**TASK MATERIAL**
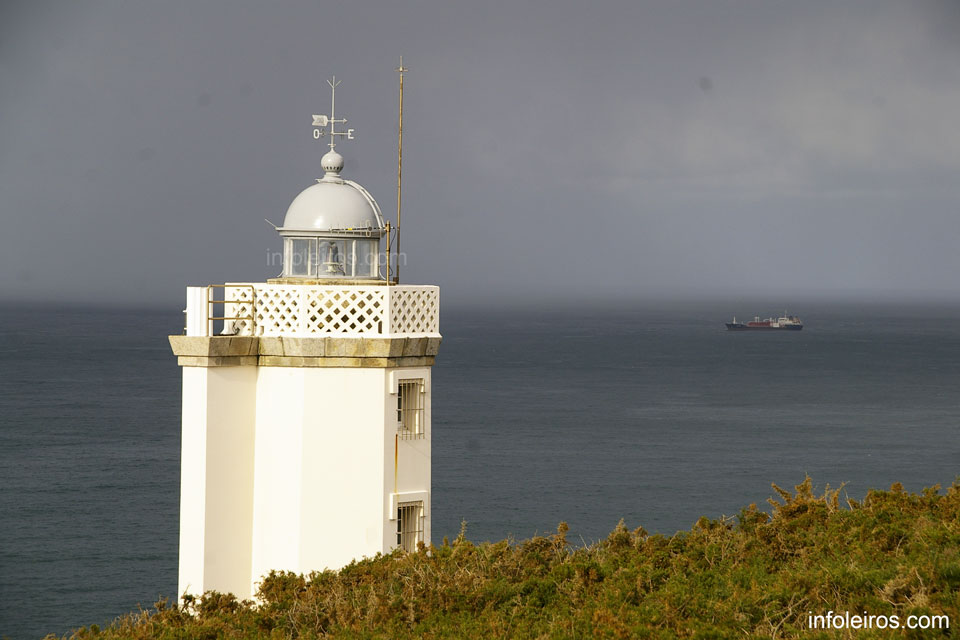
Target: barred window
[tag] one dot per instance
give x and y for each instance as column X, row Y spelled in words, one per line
column 410, row 403
column 409, row 525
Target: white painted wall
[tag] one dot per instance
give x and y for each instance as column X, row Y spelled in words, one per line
column 292, row 468
column 413, row 456
column 216, row 479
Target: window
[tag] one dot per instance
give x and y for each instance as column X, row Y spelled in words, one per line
column 410, row 423
column 409, row 525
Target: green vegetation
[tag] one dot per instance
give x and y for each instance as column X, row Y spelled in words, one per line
column 756, row 575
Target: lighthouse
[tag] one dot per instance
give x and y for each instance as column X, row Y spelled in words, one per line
column 306, row 423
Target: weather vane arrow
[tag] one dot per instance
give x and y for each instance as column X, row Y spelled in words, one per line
column 321, row 121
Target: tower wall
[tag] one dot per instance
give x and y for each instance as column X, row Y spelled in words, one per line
column 318, row 467
column 216, row 478
column 293, row 458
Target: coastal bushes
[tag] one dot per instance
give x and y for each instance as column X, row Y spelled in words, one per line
column 758, row 574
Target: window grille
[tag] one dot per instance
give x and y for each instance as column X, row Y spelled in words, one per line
column 409, row 525
column 410, row 405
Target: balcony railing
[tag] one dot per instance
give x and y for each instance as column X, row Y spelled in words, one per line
column 263, row 309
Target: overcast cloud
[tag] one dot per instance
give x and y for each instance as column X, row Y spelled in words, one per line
column 610, row 149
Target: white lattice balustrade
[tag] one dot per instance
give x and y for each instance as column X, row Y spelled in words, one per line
column 262, row 309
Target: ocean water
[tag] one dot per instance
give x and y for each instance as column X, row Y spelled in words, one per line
column 653, row 414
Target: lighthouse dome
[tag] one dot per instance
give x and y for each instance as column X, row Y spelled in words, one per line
column 333, row 204
column 332, row 229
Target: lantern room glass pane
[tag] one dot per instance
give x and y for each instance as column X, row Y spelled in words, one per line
column 331, row 256
column 301, row 257
column 366, row 258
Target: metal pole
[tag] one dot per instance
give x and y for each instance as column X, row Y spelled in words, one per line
column 400, row 69
column 388, row 252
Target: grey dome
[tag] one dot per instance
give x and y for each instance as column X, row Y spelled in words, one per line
column 332, row 205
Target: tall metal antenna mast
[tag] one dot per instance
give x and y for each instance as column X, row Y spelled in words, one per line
column 400, row 70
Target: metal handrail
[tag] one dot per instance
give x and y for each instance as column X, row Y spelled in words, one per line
column 252, row 302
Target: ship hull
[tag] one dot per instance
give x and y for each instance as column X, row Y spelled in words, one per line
column 743, row 327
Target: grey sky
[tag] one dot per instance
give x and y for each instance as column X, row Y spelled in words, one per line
column 552, row 149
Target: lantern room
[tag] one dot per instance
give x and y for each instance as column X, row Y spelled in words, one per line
column 332, row 229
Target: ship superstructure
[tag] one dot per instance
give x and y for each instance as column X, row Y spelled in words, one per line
column 784, row 322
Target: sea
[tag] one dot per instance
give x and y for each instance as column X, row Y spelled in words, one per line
column 652, row 414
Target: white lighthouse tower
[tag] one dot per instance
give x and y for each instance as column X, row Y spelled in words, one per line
column 306, row 400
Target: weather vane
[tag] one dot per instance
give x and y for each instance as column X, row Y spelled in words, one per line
column 321, row 121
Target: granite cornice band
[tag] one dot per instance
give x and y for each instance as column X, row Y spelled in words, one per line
column 327, row 351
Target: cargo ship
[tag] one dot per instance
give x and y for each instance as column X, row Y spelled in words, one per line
column 783, row 323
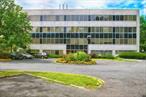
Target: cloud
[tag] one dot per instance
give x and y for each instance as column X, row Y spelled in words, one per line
column 85, row 4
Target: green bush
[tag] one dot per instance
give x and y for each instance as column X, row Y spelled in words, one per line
column 79, row 56
column 104, row 56
column 4, row 56
column 54, row 56
column 132, row 55
column 76, row 58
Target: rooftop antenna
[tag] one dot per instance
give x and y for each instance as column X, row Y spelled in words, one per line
column 59, row 6
column 63, row 6
column 66, row 6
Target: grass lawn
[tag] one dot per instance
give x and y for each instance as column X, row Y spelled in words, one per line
column 77, row 80
column 117, row 59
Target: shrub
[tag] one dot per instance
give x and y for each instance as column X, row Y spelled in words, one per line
column 54, row 56
column 132, row 55
column 4, row 56
column 105, row 56
column 79, row 56
column 93, row 55
column 76, row 58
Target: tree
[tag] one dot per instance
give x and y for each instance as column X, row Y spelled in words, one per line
column 142, row 34
column 15, row 26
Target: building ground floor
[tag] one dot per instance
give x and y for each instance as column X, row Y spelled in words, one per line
column 62, row 49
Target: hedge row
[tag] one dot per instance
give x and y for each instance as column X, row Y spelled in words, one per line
column 132, row 55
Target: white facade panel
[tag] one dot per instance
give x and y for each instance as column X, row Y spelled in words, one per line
column 86, row 23
column 48, row 46
column 111, row 47
column 82, row 12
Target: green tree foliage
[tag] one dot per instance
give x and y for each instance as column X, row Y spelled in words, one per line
column 142, row 33
column 14, row 26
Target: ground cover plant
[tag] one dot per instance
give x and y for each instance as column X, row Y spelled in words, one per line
column 77, row 58
column 77, row 80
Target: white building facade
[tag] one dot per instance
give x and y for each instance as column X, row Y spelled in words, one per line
column 61, row 31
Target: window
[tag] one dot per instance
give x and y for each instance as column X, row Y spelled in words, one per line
column 34, row 18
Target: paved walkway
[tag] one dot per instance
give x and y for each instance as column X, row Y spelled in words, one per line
column 122, row 79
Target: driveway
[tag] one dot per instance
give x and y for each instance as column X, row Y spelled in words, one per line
column 122, row 79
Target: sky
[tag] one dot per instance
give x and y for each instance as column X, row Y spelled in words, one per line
column 84, row 4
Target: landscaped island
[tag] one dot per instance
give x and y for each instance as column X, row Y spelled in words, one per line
column 76, row 80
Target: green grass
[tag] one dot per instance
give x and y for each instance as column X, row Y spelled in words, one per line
column 117, row 59
column 77, row 80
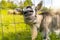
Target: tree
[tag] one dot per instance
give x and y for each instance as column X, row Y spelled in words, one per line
column 26, row 3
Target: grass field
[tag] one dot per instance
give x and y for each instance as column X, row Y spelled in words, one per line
column 12, row 27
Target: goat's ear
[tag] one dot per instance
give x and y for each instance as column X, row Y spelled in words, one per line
column 39, row 6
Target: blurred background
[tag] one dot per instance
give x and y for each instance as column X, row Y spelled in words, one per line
column 13, row 27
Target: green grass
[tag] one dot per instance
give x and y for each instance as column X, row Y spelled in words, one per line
column 12, row 27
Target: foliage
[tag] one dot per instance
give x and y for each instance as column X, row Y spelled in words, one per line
column 5, row 5
column 25, row 3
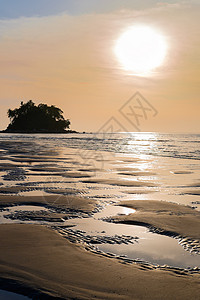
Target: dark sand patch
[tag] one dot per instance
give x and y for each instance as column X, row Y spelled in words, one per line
column 48, row 169
column 168, row 217
column 125, row 169
column 76, row 203
column 40, row 216
column 120, row 182
column 138, row 191
column 191, row 192
column 137, row 173
column 75, row 175
column 66, row 191
column 40, row 262
column 182, row 172
column 16, row 189
column 194, row 184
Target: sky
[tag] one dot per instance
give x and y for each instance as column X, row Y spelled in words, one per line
column 62, row 53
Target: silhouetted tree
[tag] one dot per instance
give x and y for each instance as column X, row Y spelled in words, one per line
column 32, row 118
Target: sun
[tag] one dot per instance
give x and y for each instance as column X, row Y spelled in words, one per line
column 141, row 49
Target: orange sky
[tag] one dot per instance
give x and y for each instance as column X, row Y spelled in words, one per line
column 68, row 60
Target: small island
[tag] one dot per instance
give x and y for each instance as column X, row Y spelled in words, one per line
column 41, row 118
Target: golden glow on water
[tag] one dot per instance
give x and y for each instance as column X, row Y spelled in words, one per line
column 141, row 49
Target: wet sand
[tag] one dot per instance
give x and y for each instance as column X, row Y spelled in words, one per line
column 45, row 264
column 165, row 216
column 36, row 259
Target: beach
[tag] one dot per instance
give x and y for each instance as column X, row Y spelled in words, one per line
column 84, row 217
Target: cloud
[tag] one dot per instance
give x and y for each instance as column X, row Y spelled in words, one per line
column 69, row 61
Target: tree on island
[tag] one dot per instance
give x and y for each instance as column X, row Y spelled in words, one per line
column 32, row 118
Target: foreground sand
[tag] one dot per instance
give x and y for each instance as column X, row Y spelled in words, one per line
column 165, row 216
column 43, row 263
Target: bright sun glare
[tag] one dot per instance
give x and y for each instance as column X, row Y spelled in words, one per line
column 141, row 49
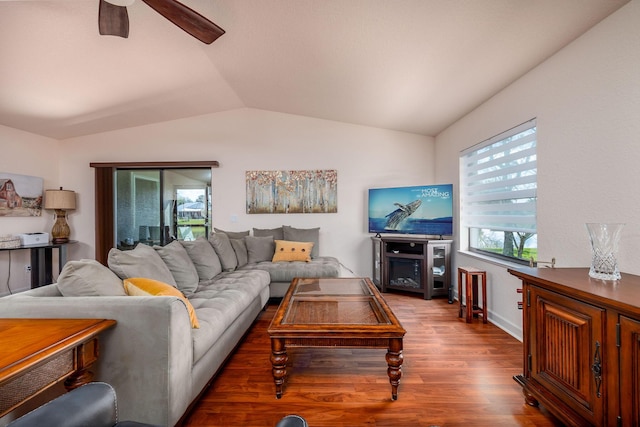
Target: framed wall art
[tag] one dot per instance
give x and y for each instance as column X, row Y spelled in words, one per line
column 20, row 195
column 305, row 191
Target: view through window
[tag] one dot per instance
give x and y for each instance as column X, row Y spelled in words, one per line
column 498, row 192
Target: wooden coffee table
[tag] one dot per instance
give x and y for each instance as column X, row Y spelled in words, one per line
column 335, row 312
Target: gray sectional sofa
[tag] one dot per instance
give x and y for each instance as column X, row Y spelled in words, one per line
column 155, row 358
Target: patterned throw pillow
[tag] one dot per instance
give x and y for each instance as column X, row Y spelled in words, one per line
column 143, row 287
column 292, row 251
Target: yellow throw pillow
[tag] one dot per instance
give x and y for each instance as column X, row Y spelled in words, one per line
column 292, row 251
column 143, row 287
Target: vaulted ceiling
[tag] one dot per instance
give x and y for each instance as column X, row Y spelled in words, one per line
column 407, row 65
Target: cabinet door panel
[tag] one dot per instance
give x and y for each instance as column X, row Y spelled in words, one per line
column 565, row 345
column 630, row 371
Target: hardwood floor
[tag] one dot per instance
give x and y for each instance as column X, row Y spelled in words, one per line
column 454, row 374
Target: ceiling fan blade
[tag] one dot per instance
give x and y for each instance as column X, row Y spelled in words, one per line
column 113, row 20
column 187, row 19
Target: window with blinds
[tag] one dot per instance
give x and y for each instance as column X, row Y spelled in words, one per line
column 498, row 185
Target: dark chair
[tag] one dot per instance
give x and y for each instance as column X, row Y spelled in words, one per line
column 292, row 421
column 93, row 404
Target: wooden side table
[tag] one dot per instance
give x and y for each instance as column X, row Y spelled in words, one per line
column 474, row 279
column 35, row 354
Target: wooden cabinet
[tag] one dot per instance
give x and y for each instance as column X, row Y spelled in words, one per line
column 581, row 340
column 412, row 264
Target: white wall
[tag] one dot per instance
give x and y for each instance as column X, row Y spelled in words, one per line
column 25, row 154
column 248, row 139
column 587, row 102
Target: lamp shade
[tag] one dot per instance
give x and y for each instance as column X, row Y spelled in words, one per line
column 60, row 199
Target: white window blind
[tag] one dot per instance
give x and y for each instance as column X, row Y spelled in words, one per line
column 498, row 181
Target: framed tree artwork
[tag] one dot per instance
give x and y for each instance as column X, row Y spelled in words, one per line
column 304, row 191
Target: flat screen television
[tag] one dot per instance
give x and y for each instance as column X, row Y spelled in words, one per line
column 426, row 209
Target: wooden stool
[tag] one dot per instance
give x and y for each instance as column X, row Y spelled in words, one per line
column 473, row 277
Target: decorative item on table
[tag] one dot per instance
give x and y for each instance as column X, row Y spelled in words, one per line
column 29, row 239
column 604, row 250
column 61, row 201
column 9, row 242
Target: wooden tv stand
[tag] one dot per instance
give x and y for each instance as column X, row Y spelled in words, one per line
column 581, row 345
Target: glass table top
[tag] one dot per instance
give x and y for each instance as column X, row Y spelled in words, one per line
column 344, row 301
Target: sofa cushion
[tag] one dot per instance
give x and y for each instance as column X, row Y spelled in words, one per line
column 287, row 271
column 259, row 248
column 175, row 256
column 88, row 277
column 204, row 257
column 220, row 302
column 222, row 245
column 292, row 251
column 240, row 248
column 276, row 233
column 142, row 261
column 233, row 234
column 304, row 235
column 143, row 287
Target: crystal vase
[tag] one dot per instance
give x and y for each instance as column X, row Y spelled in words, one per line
column 604, row 250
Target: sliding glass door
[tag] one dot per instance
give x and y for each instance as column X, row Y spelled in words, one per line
column 151, row 202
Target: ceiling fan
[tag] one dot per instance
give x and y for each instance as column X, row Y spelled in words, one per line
column 113, row 19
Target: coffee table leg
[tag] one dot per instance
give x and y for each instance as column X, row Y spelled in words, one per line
column 279, row 360
column 394, row 360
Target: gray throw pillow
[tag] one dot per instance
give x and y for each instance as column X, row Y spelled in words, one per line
column 88, row 277
column 142, row 261
column 259, row 248
column 175, row 256
column 204, row 258
column 304, row 235
column 240, row 248
column 222, row 246
column 276, row 233
column 233, row 234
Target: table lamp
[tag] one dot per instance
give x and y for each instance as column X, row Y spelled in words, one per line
column 61, row 201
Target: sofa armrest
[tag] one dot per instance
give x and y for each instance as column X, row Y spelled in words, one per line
column 147, row 357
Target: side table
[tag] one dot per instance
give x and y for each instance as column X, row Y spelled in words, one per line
column 42, row 260
column 35, row 354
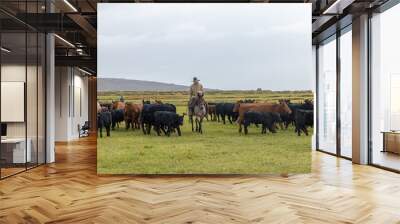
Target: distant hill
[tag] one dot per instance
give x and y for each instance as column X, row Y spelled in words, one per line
column 111, row 84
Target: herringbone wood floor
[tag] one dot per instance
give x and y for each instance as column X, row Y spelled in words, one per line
column 69, row 191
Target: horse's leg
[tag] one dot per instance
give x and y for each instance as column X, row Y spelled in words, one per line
column 201, row 125
column 143, row 128
column 148, row 128
column 191, row 121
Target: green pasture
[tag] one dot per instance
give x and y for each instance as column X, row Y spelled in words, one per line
column 219, row 150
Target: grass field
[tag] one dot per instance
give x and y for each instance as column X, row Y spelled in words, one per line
column 219, row 150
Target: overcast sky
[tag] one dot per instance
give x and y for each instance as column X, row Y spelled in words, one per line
column 227, row 46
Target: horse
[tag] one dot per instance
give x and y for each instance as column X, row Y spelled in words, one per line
column 197, row 108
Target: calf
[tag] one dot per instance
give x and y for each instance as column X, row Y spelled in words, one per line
column 211, row 110
column 303, row 118
column 168, row 122
column 266, row 119
column 147, row 114
column 226, row 110
column 132, row 113
column 117, row 116
column 104, row 120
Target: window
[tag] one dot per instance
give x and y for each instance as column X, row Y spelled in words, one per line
column 327, row 96
column 385, row 89
column 346, row 93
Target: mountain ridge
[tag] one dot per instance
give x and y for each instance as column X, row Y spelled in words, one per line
column 121, row 84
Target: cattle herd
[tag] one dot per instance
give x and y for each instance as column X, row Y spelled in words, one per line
column 163, row 118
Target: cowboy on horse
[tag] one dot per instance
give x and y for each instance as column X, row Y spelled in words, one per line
column 197, row 106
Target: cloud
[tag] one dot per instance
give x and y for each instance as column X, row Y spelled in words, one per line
column 230, row 46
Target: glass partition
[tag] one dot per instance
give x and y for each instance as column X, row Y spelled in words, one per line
column 385, row 89
column 346, row 93
column 327, row 96
column 14, row 154
column 22, row 77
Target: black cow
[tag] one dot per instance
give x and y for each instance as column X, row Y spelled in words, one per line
column 117, row 117
column 225, row 110
column 290, row 118
column 168, row 122
column 104, row 120
column 266, row 119
column 303, row 118
column 147, row 114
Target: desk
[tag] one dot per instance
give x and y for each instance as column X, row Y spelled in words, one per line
column 391, row 141
column 13, row 150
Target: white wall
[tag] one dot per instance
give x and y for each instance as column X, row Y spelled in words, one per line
column 70, row 83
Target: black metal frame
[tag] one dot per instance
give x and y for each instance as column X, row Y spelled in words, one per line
column 389, row 4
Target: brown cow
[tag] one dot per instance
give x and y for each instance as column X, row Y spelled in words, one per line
column 118, row 105
column 132, row 113
column 242, row 108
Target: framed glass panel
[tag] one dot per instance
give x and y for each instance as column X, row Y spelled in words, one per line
column 385, row 89
column 346, row 93
column 14, row 153
column 327, row 96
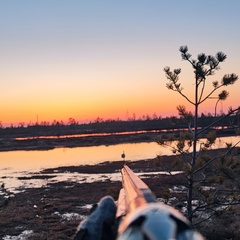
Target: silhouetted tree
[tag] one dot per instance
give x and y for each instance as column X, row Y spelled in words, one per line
column 196, row 160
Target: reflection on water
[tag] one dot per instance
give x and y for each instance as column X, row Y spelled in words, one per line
column 15, row 164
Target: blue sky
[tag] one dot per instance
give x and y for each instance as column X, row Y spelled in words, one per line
column 89, row 59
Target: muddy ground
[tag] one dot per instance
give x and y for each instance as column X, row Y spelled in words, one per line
column 55, row 210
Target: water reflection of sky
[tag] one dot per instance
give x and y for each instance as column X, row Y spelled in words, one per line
column 15, row 164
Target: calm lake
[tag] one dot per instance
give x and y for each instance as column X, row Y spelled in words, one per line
column 20, row 163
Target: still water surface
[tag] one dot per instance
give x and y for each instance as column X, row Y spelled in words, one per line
column 14, row 164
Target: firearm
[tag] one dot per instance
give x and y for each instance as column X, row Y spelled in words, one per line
column 138, row 216
column 142, row 217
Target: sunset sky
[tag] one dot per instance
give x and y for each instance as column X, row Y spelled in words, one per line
column 90, row 59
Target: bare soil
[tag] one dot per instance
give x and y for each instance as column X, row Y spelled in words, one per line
column 54, row 211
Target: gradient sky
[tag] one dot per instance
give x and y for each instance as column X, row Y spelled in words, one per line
column 90, row 59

**WHAT TO PRODUCE**
Track down every line of the material containing the string "framed", and copy it.

**EXERCISE RESULT**
Target: framed wall art
Target: framed tree artwork
Target: framed glass panel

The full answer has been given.